* Directions for this task
List every line of the records below that contains the word "black", copying each line in full.

──────── Raw data

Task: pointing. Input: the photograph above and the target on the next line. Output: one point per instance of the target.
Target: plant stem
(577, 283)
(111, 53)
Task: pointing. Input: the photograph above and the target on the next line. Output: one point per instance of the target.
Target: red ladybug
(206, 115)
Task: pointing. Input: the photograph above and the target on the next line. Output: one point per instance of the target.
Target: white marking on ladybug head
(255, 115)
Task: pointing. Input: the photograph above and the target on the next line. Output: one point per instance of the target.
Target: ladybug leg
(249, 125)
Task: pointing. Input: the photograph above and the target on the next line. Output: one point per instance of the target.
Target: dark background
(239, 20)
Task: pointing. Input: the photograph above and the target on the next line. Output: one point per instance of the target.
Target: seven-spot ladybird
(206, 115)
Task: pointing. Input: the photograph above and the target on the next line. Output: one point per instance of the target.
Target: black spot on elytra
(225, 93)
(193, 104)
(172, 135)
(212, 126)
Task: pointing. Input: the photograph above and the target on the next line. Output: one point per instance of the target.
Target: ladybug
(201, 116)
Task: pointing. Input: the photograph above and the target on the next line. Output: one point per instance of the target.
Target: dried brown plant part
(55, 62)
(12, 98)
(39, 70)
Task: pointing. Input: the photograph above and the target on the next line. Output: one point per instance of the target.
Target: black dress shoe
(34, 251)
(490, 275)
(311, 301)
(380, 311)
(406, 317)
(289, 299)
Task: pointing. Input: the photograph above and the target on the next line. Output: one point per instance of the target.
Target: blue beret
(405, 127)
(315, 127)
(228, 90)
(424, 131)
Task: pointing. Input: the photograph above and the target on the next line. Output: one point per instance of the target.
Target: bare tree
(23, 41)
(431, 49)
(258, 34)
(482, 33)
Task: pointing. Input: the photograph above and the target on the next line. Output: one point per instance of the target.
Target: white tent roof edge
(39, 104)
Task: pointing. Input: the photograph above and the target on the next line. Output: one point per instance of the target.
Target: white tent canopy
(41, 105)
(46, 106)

────────────────

* Full response
Target: black spot on elytra
Target: black dress shoe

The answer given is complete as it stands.